RECORDS FOR THE TASK >>
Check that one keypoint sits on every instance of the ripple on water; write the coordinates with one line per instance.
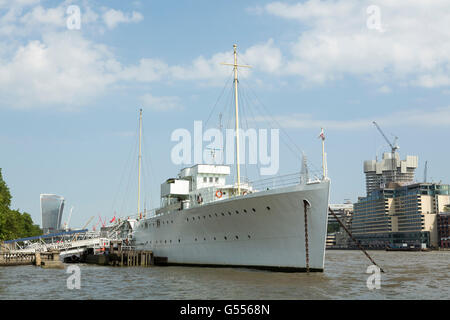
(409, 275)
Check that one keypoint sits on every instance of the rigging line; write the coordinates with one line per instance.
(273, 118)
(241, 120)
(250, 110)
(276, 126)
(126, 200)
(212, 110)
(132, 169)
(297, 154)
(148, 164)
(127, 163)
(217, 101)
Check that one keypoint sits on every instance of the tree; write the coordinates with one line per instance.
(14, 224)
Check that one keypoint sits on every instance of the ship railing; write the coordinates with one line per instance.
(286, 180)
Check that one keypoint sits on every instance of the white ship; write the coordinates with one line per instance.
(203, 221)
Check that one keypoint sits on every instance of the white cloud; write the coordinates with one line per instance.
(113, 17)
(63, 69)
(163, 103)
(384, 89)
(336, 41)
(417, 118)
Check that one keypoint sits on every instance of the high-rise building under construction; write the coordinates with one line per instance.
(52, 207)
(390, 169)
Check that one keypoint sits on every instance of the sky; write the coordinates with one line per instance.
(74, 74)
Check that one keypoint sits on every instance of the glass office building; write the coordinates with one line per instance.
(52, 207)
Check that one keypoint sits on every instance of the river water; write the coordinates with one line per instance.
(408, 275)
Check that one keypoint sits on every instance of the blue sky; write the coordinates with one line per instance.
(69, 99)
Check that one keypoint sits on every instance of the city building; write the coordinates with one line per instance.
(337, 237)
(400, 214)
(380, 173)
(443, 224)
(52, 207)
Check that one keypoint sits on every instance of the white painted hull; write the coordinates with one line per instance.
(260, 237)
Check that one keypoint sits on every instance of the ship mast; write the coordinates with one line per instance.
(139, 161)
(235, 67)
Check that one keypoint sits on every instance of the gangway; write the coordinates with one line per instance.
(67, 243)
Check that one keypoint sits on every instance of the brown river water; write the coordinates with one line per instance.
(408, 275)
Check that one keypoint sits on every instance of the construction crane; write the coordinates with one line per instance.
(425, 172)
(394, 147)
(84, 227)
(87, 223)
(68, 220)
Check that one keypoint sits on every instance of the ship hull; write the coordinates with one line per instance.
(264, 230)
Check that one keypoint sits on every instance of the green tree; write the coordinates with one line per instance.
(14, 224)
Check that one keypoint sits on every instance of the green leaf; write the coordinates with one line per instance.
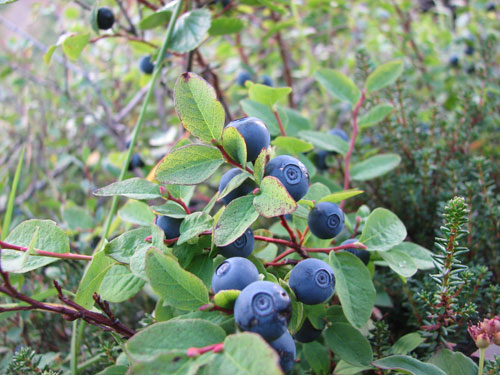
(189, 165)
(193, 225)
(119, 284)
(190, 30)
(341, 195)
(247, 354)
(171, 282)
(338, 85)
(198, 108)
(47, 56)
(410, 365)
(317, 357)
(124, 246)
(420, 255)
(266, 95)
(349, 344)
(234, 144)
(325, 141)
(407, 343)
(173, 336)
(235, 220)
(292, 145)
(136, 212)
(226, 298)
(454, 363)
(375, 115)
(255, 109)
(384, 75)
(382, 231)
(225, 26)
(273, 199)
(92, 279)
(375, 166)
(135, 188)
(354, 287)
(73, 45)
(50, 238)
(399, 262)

...

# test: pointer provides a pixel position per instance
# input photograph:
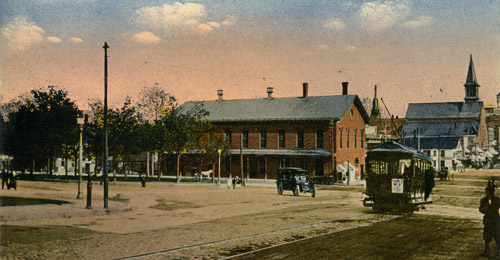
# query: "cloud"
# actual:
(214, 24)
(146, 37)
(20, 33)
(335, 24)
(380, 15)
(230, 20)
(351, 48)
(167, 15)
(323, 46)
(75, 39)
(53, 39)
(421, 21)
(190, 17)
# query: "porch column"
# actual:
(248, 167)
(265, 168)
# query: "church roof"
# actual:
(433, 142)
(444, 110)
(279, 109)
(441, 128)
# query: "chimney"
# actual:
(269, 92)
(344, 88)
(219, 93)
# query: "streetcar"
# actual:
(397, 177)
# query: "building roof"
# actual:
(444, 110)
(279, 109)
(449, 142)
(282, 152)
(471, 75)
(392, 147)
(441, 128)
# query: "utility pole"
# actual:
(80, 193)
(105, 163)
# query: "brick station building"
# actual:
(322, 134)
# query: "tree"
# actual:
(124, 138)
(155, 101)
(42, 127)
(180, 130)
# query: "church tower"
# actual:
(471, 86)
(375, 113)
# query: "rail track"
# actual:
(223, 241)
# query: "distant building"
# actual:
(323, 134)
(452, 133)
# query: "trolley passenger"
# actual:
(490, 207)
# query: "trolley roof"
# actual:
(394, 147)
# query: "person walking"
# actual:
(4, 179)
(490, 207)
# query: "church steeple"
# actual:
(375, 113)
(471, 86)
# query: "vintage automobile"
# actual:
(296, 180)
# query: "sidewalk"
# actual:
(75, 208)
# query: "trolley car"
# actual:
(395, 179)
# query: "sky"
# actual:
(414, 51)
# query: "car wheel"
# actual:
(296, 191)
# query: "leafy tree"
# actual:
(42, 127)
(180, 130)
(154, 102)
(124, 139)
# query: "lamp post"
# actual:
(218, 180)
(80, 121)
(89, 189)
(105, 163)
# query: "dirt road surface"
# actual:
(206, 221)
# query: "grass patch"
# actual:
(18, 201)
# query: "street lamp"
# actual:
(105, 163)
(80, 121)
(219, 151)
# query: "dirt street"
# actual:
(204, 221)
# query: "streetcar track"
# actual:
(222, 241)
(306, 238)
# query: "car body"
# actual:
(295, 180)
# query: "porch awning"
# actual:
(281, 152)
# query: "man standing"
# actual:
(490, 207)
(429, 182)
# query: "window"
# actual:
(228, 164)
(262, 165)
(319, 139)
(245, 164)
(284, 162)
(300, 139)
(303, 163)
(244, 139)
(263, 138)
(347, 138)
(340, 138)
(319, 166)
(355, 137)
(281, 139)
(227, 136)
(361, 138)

WORK INSTRUCTION >> Check each line of the data above for the word "trolley" and copy the ones where it is found.

WRITTEN RESPONSE >>
# query: "trolley passenger"
# query: "trolley roof"
# query: "trolley car"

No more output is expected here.